§ **Written instruction**: Please edit the listing below so that "small boat" becomes "small vessel", keeping everything else the same.

Annotated coordinate records
* begin *

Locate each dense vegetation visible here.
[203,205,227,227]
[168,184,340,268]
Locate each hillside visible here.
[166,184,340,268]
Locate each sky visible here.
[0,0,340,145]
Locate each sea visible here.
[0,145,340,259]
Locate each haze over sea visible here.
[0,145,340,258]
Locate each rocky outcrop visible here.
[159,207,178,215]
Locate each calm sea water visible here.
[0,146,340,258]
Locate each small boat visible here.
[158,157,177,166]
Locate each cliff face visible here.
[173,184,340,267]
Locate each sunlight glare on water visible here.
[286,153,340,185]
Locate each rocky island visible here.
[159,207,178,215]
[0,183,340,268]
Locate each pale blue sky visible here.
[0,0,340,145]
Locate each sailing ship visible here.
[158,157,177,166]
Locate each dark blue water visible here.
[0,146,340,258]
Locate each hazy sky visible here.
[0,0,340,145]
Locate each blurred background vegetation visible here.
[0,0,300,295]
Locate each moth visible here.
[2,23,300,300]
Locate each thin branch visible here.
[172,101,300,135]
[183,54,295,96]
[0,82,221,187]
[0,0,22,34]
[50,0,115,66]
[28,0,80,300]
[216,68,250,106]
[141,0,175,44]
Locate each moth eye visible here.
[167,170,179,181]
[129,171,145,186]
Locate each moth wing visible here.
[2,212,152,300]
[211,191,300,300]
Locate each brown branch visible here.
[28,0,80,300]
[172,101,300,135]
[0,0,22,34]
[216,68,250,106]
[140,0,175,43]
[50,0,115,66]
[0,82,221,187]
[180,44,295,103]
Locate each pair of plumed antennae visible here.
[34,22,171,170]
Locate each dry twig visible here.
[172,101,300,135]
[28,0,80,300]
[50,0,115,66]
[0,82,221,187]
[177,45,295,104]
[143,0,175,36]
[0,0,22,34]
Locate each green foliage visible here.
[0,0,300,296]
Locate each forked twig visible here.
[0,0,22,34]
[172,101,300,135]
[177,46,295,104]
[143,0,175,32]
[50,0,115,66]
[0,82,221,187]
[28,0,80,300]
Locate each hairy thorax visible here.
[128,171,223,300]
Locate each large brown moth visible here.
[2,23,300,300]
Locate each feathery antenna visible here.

* end *

§ **Output**:
Locate each dense vegetation visible here.
[203,205,227,227]
[168,184,340,268]
Locate each hillside visible here.
[166,184,340,268]
Locate each sky visible here.
[0,0,340,145]
Locate each sea visible here.
[0,145,340,259]
Locate each haze over sea visible here.
[0,145,340,258]
Locate each rocky outcrop visible here.
[159,207,178,215]
Locate each calm sea water visible here.
[0,146,340,258]
Locate each small vessel visible here.
[158,157,177,166]
Locate each cliff face visible here.
[173,184,340,267]
Locate each sunlight glare on water visible here.
[286,153,340,185]
Locate each rocky island visible here.
[159,207,178,215]
[0,183,340,268]
Locate each pale blue sky visible here.
[0,0,340,145]
Locate each sailing ship visible here.
[158,157,177,166]
Locate each dark blue water visible here.
[0,146,340,258]
Locate each hazy sky visible here.
[0,0,340,145]
Locate each blurred background vegetation visible here.
[0,0,300,295]
Locate each moth visible here.
[2,23,300,300]
Locate each thin branch visible here.
[172,101,300,135]
[183,54,295,96]
[0,82,221,187]
[0,0,22,34]
[50,0,115,66]
[28,0,80,300]
[216,68,250,106]
[141,0,175,44]
Locate each moth eye visible here.
[167,170,179,181]
[129,171,145,186]
Locate each moth wing visible here.
[2,212,152,300]
[211,191,300,300]
Locate each brown branch visible here.
[28,0,80,300]
[172,101,300,135]
[0,0,22,34]
[216,68,250,106]
[140,0,175,43]
[50,0,115,66]
[0,82,221,187]
[180,44,295,103]
Locate each pair of plumed antennae visible here.
[34,22,171,170]
Locate each dry twig visible here.
[172,101,300,135]
[28,0,80,300]
[50,0,115,66]
[0,82,221,187]
[177,45,295,104]
[143,0,175,36]
[0,0,22,34]
Locate each green foliage visible here.
[0,0,300,296]
Locate each forked twig visible here.
[0,0,22,34]
[172,101,300,135]
[177,46,295,104]
[143,0,175,32]
[50,0,115,66]
[0,82,221,187]
[28,0,80,300]
Locate each hairy thorax visible here.
[128,171,223,300]
Locate each large brown moth visible here.
[2,23,300,300]
Locate each feathery antenna visible here.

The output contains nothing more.